[Coordinate annotation records]
——
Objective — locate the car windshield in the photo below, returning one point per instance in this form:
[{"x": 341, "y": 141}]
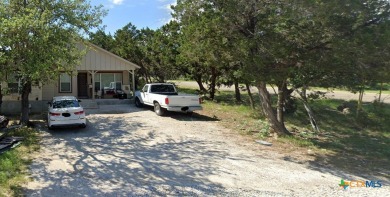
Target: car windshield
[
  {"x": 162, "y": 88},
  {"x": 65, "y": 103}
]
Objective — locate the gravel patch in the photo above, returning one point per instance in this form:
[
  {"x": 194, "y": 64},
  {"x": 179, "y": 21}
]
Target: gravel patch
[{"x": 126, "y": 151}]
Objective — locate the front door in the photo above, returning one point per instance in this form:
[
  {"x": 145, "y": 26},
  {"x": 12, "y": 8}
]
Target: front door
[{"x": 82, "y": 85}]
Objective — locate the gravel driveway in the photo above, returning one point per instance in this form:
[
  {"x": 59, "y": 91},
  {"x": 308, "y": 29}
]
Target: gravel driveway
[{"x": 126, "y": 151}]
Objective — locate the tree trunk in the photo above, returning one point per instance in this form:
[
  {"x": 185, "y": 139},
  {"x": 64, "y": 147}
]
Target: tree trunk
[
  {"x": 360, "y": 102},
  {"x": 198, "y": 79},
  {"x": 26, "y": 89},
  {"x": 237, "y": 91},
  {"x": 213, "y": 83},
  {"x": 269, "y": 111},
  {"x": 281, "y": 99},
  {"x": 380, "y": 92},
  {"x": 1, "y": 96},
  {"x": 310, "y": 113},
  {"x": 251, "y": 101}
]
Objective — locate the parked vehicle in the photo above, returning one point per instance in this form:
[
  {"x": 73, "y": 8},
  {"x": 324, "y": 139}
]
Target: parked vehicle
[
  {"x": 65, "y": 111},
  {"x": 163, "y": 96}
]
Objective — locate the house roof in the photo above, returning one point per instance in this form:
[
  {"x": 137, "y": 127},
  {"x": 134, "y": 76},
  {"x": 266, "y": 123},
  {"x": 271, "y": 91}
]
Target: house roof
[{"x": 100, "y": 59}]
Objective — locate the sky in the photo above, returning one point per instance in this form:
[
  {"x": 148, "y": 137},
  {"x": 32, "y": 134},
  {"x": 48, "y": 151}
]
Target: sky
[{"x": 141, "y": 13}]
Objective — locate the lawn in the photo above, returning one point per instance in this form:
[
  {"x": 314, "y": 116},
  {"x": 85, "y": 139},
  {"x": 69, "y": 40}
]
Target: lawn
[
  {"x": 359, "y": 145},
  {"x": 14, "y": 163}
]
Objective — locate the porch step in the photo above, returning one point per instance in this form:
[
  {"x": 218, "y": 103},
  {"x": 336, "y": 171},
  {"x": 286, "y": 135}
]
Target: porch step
——
What is required: Starting at the line that contains "Objective — locate the gravel patch", repeat each line exactly through the last one in the listing. Include both of those lines and nothing more.

Complete answer:
Objective — locate the gravel patch in the photo above, returning one point per instance in this form:
[
  {"x": 194, "y": 64},
  {"x": 179, "y": 21}
]
Target: gravel patch
[{"x": 126, "y": 151}]
Objective — locate the front door in the photo above, returning one point per instance in this form:
[
  {"x": 145, "y": 26},
  {"x": 12, "y": 8}
]
Target: front door
[{"x": 82, "y": 85}]
Objective — locate the gravel driveway in the photo above, returning one point per instance in this form:
[
  {"x": 59, "y": 91},
  {"x": 308, "y": 29}
]
Target: gravel driveway
[{"x": 126, "y": 151}]
Objective — locate the tree trunk in the photo above, returning one point per instance in this form:
[
  {"x": 185, "y": 139},
  {"x": 64, "y": 147}
]
Target: tree trunk
[
  {"x": 360, "y": 102},
  {"x": 198, "y": 79},
  {"x": 26, "y": 89},
  {"x": 237, "y": 91},
  {"x": 213, "y": 83},
  {"x": 269, "y": 111},
  {"x": 281, "y": 99},
  {"x": 380, "y": 92},
  {"x": 1, "y": 96},
  {"x": 310, "y": 113},
  {"x": 251, "y": 101}
]
Objective — locate the parked vehicle in the photo above, returning one point per instance in this form:
[
  {"x": 73, "y": 8},
  {"x": 324, "y": 139}
]
Target: parked vehicle
[
  {"x": 65, "y": 111},
  {"x": 163, "y": 96}
]
Objective — locate the house roof in the photo above, returning one point per instance in this form:
[
  {"x": 137, "y": 127},
  {"x": 134, "y": 76},
  {"x": 266, "y": 123},
  {"x": 271, "y": 91}
]
Target: house roof
[{"x": 100, "y": 59}]
Objective — locate the sky in the photo above, returning one point per instance in this form:
[
  {"x": 148, "y": 137},
  {"x": 32, "y": 134},
  {"x": 48, "y": 151}
]
Target: sky
[{"x": 141, "y": 13}]
Objective — locate the lawn in the photo above, returning one point per instance in this form:
[
  {"x": 314, "y": 116},
  {"x": 85, "y": 139},
  {"x": 69, "y": 40}
]
Target: lawn
[
  {"x": 359, "y": 145},
  {"x": 14, "y": 163}
]
Objective — locate the porch step in the photo above, returning one point per instance in this form:
[
  {"x": 218, "y": 103},
  {"x": 336, "y": 171},
  {"x": 286, "y": 135}
]
Target: porch step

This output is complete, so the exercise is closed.